## begin SOURCE DOCUMENT
Favorite Piqua Ware No. 6 Skillet
SSC MUSEUM COLLECTION
Catalog No. SSC-FPW-SKL-6-Smiley-001
Smiley Face Logo | Sits Flat | Piqua, Ohio
Circa 1916–1935 • Favorite Stove & Range Co.
Bottom view showing the Favorite Piqua Ware Smiley logo and size marking “6.”
This Favorite Piqua Ware No. 6 skillet is among the scarcer sizes in the Favorite Stove & Range Company’s cookware lineup. While the No. 3, No. 5, and No. 8 are the workhorses that collectors encounter most frequently, the No. 6 occupies a less common middle ground—large enough for serious cooking, yet produced in smaller quantities than its more popular siblings. Finding one in excellent condition with a crisp Smiley logo commands a premium among knowledgeable collectors.
Bearing the beloved “Smiley” logo—the curved flourish beneath the company name that gives the trademark its collector nickname—this piece was cast in Piqua, Ohio sometime between 1916 and 1935, during the golden age of American cast iron manufacturing. The No. 6 size marking appears cleanly at the 6 o’clock position, with no mold letter suffix, indicating a primary mold casting.
At approximately 9 inches across the cooking surface, the No. 6 is a versatile pan that bridges the gap between the smaller personal-sized skillets and the full-family No. 8. It excels at cooking for two—a pair of pork chops, a generous portion of fried potatoes, or a skillet of cornbread that feeds a couple comfortably.
Piece Details
Close-up of the Smiley logo: “FAVORITE / PIQUA / WARE” with the distinctive curved flourish beneath, and size number “6” below.
Manufacturer
Favorite Stove & Range Co.
Brand
Favorite Piqua Ware
Piece Type
Skillet
Size Number
No. 6
Logo Variant
Smiley Face Logo
Approximate Dimensions
9” diameter × 13” overall length × 2” deep
Date of Manufacture
Circa 1916–1935
Place of Manufacture
Piqua, Miami County, Ohio
Condition
Sits flat, no cracks, no chips, fully seasoned
Acquisition Date
November 28, 2025
Acquisition Source
eBay — Seller: mcna9695
eBay Item Number
296534164530
Order Number
17-13886-66639
Purchase Price
$269.10 item + $18.00 shipping + $24.33 tax = $311.43 total
SSC Catalog Number
SSC-FPW-SKL-6-Smiley-001
The Company: From Cincinnati to “The Favorite City”
## end SOURCE DOCUMENT
## WORK TO DO
(a) From the skillet catalog entry, list every skillet size number that it names.
(b) According to the skillet catalog entry, what does the absence of a mold letter suffix beside the size marking indicate?
(c) Extend the skillet catalog entry by writing the section that its final heading introduces.
## begin DATA LINES
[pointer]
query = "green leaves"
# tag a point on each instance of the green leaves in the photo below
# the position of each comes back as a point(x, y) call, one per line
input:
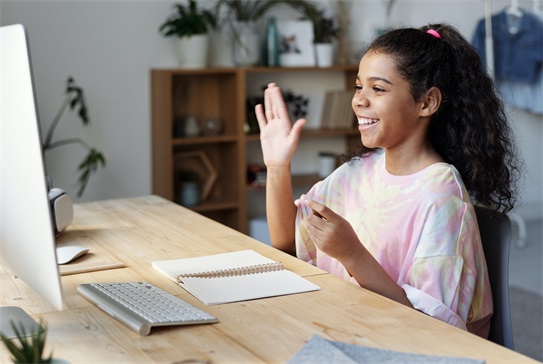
## end DATA LINES
## RESULTS
(a) No. 6, No. 3, No. 5, No. 8

(b) It indicates a primary mold casting.

(c)
The story of this skillet begins not in Piqua, but in Cincinnati. In 1848, William C. Davis founded W.C. Davis & Company, a stove and hollow ware manufacturer on the banks of the Ohio River. After the Civil War, the firm reorganized as Great Western Stove Works. In 1872, a young industrialist named William King Boal purchased partial ownership of the company, and by 1880 he had assumed full control, renaming it Favorite Stove Works.
Boal was an ambitious industrialist. When the Piqua Board of Trade came calling in 1886 with an extraordinary offer—eight free acres of land, eight new brick factory buildings, free natural gas for ten years, and tax exemptions—Boal signed on. Production began on February 25, 1889, with over 250 employees working in eight buildings on College Street.
The impact on Piqua was immediate and profound. The company became the city’s largest manufacturer. The community became known as “The Favorite City.” Workers settled on the hill west of the factory on what became known as “Stove Works Hill,” where generations of families would make their living in the foundry.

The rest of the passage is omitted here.